§ **Short task A**
In the commentary chapter on Romans 11, translate this sentence into French: "They were yet, in their multitudes, to return to their rejected Christ."

§ **Excerpt to read**

§ §

The Expositor's Bible

Epistle to the Romans

Handley C. G. Moule


Chapter 22

 ISRAEL, HOWEVER, NOT FORSAKEN

Ro 11:1-10

"A PEOPLE disobeying and contradicting." So the Lord of Israel, through the Prophet, had described the nation. Let us remember as we pass on what a large feature in the prophecies, and indeed in the whole Old Testament, such accusations and exposures are. From Moses to Malachi, in histories, and songs, and, instructions, we find everywhere this tone of stern truth telling, this unsparing detection and description of Israelite sin. And we reflect that every one of these utterances, humanly speaking, was the voice of an Israelite; and that whatever reception it met with at the moment—it was sometimes a scornful or angry reception, oftener a reverent one—it was ultimately treasured, venerated, almost worshipped, by the Church of this same rebuked and humiliated Israel. We ask ourselves what this has to say about the true origin of these utterances, and the true nature of the environment into which, they fell. Do they not bear witness to the supernatural in both? It was not "human nature" which, in a race quite as prone, at least, as any other, to assert itself, produced these intense and persistent rebukes from within, and secured for them a profound and lasting veneration. The Hebrew Scriptures, in this as in other things, are a literature which mere man, mere Israelite man, "could not have written if he would, and would not have written if he could." Somehow, the Prophets not only spoke with an authority more than human, but they were known to speak with it. There was a national consciousness of divine privilege: and it was inextricably bound up with a national conviction that the Lord of the privileges had an eternal right to reprove His privileged ones, and that He had, as a fact, His accredited messengers of reproof, whose voice was not theirs but His; not the mere outcry of patriotic zealots, but the Oracle of God. Yea, an awful privilege was involved in the reception of such reproofs: "You only have I known; therefore will I punish you". {Am 3:2}

But this is a recollectlon by the way. St. Paul, so we saw in our last study, has quoted Isaiah’s stern message, only now to stay his troubled heart on the fact that the unbelief of Israel in his day was, if we may dare to put it so, no surprise to the Lord, and therefore no shock to the servant’s faith. But is he to stop there, and sit down, and say, "This must be so"? No; there is more to follow, in this discourse on Israel and God. He has "good words, and comfortable words," {Zec 1:13} after the woes of the last two chapters, and after those earlier passages of the Epistle where the Jew is seen only in his hypocrisy, and rebellion, and pride. He has to speak of a faithful Remnant, now as always present, who make as it were the golden unbroken link between the nation and the promises. And then he has to lift the curtain, at least a corner of the curtain, from the future, and to indicate how there lies waiting there a mighty blessing for Israel, and through Israel for the world. Even now the mysterious "People" was serving a spiritual purpose in their very unbelief; they were occasioning a vast transition of blessing to the Gentiles, by their own refusal of blessing. And hereafter they were to serve a purpose of still more illustrious mercy. They were yet, in their multitudes, to return to their rejected Christ. And their return was to be used as the means of a crisis of blessing for the world.

§ §

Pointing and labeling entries
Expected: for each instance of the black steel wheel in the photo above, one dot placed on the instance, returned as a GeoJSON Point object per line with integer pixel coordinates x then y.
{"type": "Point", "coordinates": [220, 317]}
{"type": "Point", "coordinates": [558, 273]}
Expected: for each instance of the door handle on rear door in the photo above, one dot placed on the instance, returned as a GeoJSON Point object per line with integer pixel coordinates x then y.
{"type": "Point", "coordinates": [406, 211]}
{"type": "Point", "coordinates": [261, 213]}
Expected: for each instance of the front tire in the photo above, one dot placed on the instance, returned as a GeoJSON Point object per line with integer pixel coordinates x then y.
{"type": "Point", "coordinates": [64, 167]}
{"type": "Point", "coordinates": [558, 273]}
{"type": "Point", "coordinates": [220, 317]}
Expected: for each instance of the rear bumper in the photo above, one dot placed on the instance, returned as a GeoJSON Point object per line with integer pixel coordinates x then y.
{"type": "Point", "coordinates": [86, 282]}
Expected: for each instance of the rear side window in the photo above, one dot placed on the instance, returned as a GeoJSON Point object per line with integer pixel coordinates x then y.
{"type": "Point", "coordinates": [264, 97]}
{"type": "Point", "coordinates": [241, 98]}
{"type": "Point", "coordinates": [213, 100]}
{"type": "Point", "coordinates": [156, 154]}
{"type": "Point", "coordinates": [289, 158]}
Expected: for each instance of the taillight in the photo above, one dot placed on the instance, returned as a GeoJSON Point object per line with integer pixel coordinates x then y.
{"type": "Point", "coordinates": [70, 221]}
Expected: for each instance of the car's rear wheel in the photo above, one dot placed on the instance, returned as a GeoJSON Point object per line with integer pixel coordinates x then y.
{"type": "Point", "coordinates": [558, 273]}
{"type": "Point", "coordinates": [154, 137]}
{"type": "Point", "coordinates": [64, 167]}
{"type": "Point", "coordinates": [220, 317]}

§ §

§ **Short task B**
Reproduce the listing lines starting at the line that contains "Expected: for each instance of the taillight" and ending at the last line of the listing, with "instance" changed to "occurrence" and nothing else altered.

§ **Full answer A**
Ils devaient encore, dans leurs multitudes, revenir à leur Christ rejeté.

§ **Full answer B**
Expected: for each occurrence of the taillight in the photo above, one dot placed on the occurrence, returned as a GeoJSON Point object per line with integer pixel coordinates x then y.
{"type": "Point", "coordinates": [70, 221]}
Expected: for each occurrence of the car's rear wheel in the photo above, one dot placed on the occurrence, returned as a GeoJSON Point object per line with integer pixel coordinates x then y.
{"type": "Point", "coordinates": [558, 273]}
{"type": "Point", "coordinates": [154, 137]}
{"type": "Point", "coordinates": [64, 167]}
{"type": "Point", "coordinates": [220, 317]}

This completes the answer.